* [YOUR TASKS]
1 - Determine whether each statement below agrees with the reflection on accountability. Answer yes or no for each, and quote the deciding words of the text exactly. (a) Most people want us to solve their pain. (b) Intimacy requires loosening our grip on control. (c) Accountability is described as a form of love.
2 - Write a continuation of the reflection on accountability, beginning after its final sentence.

* [SELECTED EXTRACT]
⁂

I can have good intentions and still hurt someone.
I can love deeply and still have things to learn.
I can be doing my best and still be accountable.
That realization has transformed me.
Because most people are not asking us to solve their pain. They’re asking us to sit with them in it. To hear them. To acknowledge their reality. To choose connection over ego.
This year taught me that love requires vulnerability. Trust requires surrender. Intimacy requires loosening our grip on control.
For much of my life, I tried to control narratives, perceptions, outcomes, and how others saw me. Healing has shown me that everyone will have their own story about who I am, and it is not my job to manage those stories.
My responsibility is to live according to my values.
Not my fears.
Not my shame.
Not my trauma.
My values.
I’ve learned that accountability is love. That forgiveness is recognizing the humanity in others—and in yourself. That most people are not evil. Most people are simply wounded humans doing the best they can with the awareness they have.

⁂

* [EXTRACTED ENTRIES]
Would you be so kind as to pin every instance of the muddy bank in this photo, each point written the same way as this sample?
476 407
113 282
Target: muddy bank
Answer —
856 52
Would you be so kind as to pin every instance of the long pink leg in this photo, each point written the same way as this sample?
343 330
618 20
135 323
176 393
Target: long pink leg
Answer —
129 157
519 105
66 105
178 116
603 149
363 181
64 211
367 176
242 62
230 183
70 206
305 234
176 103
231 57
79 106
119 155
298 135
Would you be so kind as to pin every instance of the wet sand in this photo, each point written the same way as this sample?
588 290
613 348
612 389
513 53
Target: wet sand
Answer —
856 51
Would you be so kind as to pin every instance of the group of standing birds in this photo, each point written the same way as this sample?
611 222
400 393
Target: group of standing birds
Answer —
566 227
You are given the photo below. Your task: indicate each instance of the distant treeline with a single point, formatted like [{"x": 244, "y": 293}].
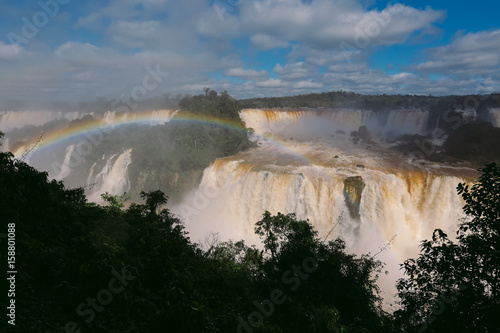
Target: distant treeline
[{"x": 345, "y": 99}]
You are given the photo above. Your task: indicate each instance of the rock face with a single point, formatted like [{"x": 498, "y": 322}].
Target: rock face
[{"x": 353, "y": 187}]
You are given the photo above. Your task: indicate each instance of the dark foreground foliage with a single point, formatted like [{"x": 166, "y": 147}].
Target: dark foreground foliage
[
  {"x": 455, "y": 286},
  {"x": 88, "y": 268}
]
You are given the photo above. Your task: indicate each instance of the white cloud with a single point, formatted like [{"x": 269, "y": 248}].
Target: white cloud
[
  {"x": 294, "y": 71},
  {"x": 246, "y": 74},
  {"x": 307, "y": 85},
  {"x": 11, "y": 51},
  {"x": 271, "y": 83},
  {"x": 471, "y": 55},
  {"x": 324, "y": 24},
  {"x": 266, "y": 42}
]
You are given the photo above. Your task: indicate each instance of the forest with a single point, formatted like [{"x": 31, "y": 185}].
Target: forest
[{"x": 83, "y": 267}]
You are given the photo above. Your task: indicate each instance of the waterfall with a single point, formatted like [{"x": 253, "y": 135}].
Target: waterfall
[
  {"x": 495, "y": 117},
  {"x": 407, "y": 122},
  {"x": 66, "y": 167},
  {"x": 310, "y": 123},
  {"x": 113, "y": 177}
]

⁂

* [EXERCISE RESULTS]
1 -
(a) No: "most people are not asking us to solve their pain."
(b) Yes: "Intimacy requires loosening our grip on control."
(c) Yes: "accountability is love."

2 -
I know that’s true for me.
I have made mistakes.
I have hurt people I love.
I have been hurt by people I love.
And somewhere along the way, I learned that healing isn’t becoming perfect.
It’s becoming honest.
It’s having the courage to look at yourself clearly and choosing growth anyway.
Eleven years ago, I survived.
Today, I am learning how to soften.
How to listen.
How to trust.
How to love.
How to let go of control.
And somehow, that feels just as brave.
Here’s to another year of healing. Another year of growth. Another year of becoming.
Not who I thought I would be.
But exactly who I am meant to be.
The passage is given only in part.